- _Assignment_: What lines of the data below hold the string "wall"? Copy each one out.

Collected data
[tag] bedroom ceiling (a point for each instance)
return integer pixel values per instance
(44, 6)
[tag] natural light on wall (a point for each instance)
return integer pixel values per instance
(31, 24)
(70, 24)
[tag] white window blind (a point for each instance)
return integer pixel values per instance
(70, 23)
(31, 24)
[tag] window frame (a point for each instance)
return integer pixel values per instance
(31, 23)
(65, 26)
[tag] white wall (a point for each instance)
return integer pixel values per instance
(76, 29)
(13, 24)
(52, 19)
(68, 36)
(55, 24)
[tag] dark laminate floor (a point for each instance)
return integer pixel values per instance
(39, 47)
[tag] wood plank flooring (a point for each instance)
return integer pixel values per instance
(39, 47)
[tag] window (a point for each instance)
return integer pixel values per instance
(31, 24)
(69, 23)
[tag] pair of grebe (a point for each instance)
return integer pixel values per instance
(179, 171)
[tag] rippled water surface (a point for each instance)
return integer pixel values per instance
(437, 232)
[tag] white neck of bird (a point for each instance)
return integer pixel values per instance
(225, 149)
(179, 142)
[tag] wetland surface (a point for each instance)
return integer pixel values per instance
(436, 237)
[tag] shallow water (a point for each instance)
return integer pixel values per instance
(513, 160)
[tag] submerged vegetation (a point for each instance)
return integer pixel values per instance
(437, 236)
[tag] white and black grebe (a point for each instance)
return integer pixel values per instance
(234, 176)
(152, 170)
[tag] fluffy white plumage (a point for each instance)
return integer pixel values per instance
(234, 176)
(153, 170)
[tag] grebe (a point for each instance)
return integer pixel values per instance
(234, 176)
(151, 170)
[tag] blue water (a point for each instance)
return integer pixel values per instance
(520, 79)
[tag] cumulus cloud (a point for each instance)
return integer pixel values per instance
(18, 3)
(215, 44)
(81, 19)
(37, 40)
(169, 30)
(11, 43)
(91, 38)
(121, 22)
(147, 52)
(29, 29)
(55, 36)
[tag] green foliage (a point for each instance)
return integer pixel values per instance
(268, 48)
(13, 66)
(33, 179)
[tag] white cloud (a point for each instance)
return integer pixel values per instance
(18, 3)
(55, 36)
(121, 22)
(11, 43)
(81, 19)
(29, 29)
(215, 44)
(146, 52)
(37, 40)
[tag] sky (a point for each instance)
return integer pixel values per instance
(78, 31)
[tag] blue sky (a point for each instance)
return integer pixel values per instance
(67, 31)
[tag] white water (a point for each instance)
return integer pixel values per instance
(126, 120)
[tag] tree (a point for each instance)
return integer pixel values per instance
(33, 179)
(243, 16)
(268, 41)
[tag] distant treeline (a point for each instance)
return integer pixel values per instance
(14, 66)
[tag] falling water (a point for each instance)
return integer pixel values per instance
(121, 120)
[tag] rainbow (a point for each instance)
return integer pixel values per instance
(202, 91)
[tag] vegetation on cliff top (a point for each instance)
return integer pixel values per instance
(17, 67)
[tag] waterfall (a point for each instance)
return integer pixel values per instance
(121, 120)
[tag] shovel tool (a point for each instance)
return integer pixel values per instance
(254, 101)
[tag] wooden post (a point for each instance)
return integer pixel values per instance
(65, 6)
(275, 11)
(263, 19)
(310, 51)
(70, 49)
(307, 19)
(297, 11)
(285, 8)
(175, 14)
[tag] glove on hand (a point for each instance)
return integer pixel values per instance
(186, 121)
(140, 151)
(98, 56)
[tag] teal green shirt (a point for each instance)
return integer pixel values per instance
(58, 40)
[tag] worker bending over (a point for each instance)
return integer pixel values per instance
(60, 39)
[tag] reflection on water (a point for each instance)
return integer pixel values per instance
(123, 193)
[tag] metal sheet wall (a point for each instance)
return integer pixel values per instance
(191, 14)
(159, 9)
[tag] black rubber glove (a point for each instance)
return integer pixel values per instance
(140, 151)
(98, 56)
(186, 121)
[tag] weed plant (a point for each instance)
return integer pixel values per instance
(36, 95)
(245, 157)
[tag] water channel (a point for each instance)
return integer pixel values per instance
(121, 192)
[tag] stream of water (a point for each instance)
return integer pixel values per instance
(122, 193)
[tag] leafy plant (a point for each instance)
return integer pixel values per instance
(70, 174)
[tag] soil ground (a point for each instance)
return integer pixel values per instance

- _Solution to the problem_:
[tag] natural light on wall (a point for each instance)
[tag] white wall (a point for each instance)
[tag] metal sheet wall (a point for each instance)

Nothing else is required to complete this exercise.